Passage:
▬▬▬
Number of Frames Per Iteration (a3a_frames_per_iteration): Number of frames saved in each WE iteration.

  • Type: integer

  • Default: 5

Iteration Interval (Tau) (a3a_iteration_interval): Length of each WE iteration in picoseconds.

  • Type: decimal

  • Default: 100.0

Number of Bins per Dimension (a3a_nbins): The number of bins along each normal mode. Either a single value or a sequence of values (one for each mode) may be provided. Bin placement is controlled by the Minimal Adaptive Binning (MAB) scheme (P.A. Torrillo, A.T. Bogetti, L.T. Chong, J. Phys. Chem. A 2021, 125, 7, 1642–1649).

  • Required

  • Type: integer

  • Default: [10]

Trajectories Per Bin (a3a_walkers_per_bin): Number of trajectories per bin for the WEMD simulation.
▬▬▬
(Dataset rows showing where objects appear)
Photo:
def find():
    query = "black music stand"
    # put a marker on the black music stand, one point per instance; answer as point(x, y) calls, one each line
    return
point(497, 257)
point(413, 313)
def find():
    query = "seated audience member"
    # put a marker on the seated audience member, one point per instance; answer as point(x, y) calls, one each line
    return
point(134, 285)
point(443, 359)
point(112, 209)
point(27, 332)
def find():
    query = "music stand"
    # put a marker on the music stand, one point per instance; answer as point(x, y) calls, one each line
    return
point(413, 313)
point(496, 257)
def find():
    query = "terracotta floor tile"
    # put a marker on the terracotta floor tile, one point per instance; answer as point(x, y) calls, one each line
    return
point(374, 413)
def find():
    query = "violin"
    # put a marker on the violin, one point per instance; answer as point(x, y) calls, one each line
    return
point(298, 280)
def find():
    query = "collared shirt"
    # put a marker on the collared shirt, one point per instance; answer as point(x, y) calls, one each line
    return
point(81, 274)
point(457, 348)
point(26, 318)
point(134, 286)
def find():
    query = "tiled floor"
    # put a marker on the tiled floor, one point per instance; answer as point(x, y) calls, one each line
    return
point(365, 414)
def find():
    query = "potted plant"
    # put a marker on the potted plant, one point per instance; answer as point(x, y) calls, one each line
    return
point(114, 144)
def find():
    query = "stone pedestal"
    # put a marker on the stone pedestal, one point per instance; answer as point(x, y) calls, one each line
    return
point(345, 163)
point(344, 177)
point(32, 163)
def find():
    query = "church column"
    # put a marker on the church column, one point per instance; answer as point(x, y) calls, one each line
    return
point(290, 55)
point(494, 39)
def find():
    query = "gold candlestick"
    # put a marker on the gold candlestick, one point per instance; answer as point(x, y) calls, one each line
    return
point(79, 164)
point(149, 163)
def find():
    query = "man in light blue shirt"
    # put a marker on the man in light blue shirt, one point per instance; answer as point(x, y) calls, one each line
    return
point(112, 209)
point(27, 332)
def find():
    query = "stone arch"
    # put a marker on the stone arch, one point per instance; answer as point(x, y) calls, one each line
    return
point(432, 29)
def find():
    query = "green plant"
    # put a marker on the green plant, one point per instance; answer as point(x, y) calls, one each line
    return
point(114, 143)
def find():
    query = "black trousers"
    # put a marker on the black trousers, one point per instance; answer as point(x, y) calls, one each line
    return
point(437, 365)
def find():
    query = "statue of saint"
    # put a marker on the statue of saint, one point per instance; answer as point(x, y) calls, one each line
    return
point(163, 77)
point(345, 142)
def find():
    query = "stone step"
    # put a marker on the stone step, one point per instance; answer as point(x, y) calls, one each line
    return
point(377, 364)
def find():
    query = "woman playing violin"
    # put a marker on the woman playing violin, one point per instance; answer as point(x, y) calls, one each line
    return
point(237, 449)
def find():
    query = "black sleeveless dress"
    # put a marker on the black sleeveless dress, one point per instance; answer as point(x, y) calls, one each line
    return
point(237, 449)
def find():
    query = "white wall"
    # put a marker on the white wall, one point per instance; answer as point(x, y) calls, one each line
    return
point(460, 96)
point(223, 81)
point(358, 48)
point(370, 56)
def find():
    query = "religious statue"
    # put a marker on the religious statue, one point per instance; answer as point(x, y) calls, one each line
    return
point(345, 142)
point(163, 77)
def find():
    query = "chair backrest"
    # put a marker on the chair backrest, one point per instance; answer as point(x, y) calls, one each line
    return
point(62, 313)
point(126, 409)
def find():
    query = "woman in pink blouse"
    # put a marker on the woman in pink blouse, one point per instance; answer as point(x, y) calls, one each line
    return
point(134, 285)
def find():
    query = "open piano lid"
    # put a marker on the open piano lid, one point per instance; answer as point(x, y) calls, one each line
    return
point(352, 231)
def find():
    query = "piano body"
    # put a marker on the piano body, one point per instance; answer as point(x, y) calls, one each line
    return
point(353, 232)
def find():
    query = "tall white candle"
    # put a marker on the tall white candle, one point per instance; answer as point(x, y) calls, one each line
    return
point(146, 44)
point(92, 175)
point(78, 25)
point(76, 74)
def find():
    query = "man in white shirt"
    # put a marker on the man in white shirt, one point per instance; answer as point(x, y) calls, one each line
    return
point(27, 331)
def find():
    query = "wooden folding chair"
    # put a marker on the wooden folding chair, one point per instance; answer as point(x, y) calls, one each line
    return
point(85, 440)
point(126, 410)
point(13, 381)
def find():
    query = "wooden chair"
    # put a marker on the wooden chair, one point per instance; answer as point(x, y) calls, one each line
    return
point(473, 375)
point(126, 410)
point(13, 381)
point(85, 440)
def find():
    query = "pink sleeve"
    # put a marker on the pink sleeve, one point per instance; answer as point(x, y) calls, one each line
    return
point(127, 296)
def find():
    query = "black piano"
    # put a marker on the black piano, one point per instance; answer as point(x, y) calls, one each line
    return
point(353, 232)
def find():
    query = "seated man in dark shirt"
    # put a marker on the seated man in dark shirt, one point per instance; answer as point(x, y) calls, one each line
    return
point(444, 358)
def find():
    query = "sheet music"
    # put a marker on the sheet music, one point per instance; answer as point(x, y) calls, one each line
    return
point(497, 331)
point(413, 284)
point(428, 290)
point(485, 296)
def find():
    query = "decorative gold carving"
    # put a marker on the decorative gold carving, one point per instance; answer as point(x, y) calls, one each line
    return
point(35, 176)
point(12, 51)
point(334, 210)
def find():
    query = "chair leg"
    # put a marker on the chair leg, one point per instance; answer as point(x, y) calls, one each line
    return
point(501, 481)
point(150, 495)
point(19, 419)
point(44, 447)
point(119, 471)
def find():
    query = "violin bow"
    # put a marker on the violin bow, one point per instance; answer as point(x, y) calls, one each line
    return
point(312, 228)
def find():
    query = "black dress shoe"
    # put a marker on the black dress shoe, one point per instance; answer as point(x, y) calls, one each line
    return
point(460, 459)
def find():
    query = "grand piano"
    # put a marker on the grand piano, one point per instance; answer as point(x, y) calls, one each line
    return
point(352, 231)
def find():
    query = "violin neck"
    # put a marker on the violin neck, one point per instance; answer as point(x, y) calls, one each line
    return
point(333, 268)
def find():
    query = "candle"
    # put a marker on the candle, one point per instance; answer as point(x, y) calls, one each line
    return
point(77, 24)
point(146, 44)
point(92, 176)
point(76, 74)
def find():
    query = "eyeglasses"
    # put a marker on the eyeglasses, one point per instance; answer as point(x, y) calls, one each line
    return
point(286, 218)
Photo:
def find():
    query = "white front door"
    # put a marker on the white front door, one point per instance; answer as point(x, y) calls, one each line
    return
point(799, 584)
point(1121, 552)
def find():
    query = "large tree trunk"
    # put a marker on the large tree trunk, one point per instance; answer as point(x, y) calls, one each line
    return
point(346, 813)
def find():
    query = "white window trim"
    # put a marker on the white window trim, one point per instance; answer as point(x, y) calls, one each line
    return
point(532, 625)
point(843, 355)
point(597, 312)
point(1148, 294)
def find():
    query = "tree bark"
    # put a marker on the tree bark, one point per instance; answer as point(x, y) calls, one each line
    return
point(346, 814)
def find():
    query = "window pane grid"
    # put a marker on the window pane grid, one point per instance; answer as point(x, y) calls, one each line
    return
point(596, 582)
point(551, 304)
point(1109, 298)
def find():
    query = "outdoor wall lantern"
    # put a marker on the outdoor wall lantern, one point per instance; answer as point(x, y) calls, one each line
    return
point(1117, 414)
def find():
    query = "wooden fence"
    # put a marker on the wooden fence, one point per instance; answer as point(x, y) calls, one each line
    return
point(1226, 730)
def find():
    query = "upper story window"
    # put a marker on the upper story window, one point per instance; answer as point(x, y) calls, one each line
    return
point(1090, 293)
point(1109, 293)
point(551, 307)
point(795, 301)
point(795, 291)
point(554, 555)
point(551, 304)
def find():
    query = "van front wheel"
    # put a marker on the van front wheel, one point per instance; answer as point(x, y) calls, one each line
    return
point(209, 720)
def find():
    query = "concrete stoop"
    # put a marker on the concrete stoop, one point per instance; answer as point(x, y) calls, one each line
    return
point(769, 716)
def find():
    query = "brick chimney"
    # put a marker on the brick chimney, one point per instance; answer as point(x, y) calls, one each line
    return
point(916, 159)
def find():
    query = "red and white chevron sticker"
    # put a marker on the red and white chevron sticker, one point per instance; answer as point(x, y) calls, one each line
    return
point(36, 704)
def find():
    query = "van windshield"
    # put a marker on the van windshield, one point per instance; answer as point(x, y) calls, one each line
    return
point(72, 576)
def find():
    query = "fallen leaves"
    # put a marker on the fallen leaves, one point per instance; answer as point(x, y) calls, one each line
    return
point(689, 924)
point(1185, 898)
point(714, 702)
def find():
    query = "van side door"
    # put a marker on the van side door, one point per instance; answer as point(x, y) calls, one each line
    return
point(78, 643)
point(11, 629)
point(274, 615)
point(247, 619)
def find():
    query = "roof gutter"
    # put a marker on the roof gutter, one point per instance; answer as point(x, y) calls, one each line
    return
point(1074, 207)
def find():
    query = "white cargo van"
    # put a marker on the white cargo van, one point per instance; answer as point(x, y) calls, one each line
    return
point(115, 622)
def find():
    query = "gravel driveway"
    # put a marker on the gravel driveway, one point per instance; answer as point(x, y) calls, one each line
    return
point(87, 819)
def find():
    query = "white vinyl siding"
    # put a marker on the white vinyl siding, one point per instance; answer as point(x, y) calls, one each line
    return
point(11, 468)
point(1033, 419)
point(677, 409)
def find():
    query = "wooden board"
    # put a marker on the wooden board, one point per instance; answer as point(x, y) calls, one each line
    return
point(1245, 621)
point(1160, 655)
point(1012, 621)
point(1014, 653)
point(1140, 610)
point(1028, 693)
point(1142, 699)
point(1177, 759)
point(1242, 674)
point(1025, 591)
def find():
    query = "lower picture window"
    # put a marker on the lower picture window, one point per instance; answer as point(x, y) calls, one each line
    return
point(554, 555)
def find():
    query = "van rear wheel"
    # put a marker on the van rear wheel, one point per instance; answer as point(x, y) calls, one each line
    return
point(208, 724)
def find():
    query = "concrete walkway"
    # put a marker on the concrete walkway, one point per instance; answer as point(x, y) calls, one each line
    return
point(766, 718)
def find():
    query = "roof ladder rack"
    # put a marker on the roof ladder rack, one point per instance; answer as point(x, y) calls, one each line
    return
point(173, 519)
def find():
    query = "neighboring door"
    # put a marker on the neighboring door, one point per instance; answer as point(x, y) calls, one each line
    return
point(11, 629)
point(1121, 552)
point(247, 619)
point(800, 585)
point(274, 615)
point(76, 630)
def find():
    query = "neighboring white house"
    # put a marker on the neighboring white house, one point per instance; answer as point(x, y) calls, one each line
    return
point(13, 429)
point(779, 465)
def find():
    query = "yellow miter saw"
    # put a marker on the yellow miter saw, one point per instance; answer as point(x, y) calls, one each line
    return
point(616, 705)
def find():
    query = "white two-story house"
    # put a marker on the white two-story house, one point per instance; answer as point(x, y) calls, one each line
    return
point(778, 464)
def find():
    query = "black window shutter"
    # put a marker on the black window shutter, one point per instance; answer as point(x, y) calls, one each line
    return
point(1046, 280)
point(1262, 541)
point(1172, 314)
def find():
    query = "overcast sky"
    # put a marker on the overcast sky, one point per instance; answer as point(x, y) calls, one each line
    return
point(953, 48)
▬▬▬
Written tasks:
**1)** Quote the part of the settings documentation that begins with the words containing "Number of Bins per" and ends with "the WEMD simulation.".
**2)** According to the settings documentation, which scheme controls bin placement?
**3)** Summarize the settings documentation in two sentences.

Responses to the tasks:
**1)**
Number of Bins per Dimension (a3a_nbins): The number of bins along each normal mode. Either a single value or a sequence of values (one for each mode) may be provided. Bin placement is controlled by the Minimal Adaptive Binning (MAB) scheme (P.A. Torrillo, A.T. Bogetti, L.T. Chong, J. Phys. Chem. A 2021, 125, 7, 1642–1649).

  • Required

  • Type: integer

  • Default: [10]

Trajectories Per Bin (a3a_walkers_per_bin): Number of trajectories per bin for the WEMD simulation.

**2)** The Minimal Adaptive Binning (MAB) scheme.

**3)** The settings documentation lists the number of frames saved in each WE iteration (an integer, default 5) and the length of each iteration in picoseconds (a decimal, default 100.0). It also covers the required number of bins along each normal mode (an integer, default [10]), placed by the Minimal Adaptive Binning scheme, and the number of trajectories per bin for the WEMD simulation.